§ **Excerpts of pointing data**
┌──
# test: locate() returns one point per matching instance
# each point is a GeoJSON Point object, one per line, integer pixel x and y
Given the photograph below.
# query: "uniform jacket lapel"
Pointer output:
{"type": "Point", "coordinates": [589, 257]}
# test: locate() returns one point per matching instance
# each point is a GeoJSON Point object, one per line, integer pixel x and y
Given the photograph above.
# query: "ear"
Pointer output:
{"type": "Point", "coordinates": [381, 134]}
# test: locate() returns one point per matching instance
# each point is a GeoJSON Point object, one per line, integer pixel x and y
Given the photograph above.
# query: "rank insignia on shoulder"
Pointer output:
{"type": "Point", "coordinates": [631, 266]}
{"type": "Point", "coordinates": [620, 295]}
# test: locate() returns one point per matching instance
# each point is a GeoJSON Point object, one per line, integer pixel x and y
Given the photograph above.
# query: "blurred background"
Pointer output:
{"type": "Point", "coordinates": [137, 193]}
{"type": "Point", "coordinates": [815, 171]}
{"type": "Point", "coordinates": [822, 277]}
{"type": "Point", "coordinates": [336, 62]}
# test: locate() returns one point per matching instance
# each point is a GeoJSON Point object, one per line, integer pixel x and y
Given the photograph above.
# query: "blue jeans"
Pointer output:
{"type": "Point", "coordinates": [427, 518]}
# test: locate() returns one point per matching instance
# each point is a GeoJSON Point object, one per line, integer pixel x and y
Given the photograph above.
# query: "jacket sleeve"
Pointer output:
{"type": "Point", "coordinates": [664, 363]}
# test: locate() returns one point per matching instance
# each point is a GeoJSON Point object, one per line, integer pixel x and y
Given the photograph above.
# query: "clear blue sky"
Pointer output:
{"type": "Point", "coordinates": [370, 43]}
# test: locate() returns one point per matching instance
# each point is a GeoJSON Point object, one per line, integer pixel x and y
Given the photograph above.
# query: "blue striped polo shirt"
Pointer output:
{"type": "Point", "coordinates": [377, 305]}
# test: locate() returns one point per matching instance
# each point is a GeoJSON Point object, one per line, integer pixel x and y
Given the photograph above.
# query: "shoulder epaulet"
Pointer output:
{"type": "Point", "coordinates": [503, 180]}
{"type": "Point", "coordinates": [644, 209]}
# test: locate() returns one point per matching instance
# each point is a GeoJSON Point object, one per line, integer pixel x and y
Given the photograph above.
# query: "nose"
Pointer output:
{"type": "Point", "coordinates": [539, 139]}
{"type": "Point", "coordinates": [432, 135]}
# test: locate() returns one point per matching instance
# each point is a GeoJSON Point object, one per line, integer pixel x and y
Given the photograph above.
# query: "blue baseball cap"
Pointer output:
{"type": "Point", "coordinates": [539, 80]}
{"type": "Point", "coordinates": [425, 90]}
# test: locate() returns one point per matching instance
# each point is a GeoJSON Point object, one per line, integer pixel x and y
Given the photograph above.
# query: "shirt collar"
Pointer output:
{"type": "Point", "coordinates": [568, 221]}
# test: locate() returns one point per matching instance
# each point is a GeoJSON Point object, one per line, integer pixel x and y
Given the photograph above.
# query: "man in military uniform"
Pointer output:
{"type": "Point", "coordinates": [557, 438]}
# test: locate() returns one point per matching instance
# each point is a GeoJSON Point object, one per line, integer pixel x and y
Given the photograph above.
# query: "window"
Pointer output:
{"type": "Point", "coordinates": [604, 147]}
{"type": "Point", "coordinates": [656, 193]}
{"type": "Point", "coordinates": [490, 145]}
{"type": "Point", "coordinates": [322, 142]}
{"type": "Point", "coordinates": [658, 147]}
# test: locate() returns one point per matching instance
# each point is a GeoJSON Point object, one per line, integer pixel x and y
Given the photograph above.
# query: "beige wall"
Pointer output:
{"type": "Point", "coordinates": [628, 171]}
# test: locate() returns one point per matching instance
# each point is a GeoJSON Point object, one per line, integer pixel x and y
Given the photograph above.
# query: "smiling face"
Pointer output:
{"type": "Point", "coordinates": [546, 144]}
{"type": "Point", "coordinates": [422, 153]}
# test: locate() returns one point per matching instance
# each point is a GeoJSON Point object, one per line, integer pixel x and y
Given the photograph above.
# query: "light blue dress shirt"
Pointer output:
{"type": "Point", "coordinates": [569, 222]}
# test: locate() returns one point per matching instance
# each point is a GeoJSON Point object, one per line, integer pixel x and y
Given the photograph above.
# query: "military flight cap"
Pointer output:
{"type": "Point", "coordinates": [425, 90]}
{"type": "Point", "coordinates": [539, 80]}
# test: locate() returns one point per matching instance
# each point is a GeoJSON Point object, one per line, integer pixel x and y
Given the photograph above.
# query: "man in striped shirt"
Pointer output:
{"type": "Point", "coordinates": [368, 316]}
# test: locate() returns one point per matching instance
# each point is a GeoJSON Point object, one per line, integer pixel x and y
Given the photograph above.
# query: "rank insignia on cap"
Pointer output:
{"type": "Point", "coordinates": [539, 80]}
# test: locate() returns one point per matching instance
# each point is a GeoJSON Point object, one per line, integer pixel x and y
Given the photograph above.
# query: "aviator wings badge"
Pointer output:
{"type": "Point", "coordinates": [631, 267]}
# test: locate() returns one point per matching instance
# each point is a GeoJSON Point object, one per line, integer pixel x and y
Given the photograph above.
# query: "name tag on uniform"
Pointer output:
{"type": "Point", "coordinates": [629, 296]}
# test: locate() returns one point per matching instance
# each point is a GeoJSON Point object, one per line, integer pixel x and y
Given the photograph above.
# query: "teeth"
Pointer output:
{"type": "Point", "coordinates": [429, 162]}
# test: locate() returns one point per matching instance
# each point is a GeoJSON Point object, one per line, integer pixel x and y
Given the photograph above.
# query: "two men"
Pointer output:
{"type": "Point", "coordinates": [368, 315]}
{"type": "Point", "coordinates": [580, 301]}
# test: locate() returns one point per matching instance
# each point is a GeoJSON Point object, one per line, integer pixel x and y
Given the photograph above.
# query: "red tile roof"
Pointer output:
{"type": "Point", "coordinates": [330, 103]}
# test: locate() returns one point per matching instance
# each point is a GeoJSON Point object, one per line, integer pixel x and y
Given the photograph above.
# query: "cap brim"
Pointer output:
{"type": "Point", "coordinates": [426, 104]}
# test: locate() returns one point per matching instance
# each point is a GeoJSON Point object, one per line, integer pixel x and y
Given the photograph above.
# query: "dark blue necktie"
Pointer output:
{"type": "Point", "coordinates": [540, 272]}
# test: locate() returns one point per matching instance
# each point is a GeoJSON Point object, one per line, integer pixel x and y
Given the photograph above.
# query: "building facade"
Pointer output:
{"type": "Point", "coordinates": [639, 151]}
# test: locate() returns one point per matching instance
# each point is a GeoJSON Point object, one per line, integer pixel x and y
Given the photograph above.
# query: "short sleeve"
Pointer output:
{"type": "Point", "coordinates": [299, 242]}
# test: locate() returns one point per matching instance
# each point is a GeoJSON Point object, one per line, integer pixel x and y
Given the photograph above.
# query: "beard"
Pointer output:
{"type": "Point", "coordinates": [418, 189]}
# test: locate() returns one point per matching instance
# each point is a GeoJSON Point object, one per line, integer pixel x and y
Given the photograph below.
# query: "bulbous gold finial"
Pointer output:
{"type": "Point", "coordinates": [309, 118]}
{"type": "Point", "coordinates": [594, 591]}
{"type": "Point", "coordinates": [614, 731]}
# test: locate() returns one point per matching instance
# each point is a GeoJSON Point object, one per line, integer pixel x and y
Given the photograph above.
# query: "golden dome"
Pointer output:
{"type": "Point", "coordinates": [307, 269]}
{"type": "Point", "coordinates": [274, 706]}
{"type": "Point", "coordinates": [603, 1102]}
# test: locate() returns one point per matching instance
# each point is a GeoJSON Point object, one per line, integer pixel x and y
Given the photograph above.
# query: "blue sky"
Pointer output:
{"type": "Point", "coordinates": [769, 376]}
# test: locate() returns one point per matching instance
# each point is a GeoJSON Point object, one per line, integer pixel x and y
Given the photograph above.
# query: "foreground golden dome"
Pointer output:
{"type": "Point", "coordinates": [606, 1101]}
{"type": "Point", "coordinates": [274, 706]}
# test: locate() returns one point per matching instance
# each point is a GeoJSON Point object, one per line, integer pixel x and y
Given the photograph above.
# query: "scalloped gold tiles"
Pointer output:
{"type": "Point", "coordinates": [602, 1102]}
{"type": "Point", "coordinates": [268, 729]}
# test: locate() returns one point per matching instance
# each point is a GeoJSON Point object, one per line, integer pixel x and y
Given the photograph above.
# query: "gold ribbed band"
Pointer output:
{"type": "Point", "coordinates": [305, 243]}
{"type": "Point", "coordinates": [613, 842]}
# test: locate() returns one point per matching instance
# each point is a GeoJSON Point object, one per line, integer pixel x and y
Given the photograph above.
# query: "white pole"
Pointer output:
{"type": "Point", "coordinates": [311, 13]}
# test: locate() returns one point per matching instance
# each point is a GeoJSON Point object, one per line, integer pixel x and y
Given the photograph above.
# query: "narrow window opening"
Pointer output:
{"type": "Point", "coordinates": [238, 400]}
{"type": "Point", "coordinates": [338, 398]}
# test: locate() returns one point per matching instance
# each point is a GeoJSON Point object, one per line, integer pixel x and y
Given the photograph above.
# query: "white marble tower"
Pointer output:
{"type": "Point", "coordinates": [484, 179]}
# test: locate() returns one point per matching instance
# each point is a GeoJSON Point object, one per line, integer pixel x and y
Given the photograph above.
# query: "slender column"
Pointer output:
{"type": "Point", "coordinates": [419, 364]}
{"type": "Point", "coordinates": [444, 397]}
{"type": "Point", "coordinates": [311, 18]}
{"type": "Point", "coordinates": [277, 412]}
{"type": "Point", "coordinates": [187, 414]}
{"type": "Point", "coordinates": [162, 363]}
└──
§ **What to do**
Locate each line above containing the word "insignia" and copy those lines.

§ **The answer**
# query: "rank insignia on shoulder"
# query: "rank insignia on cap"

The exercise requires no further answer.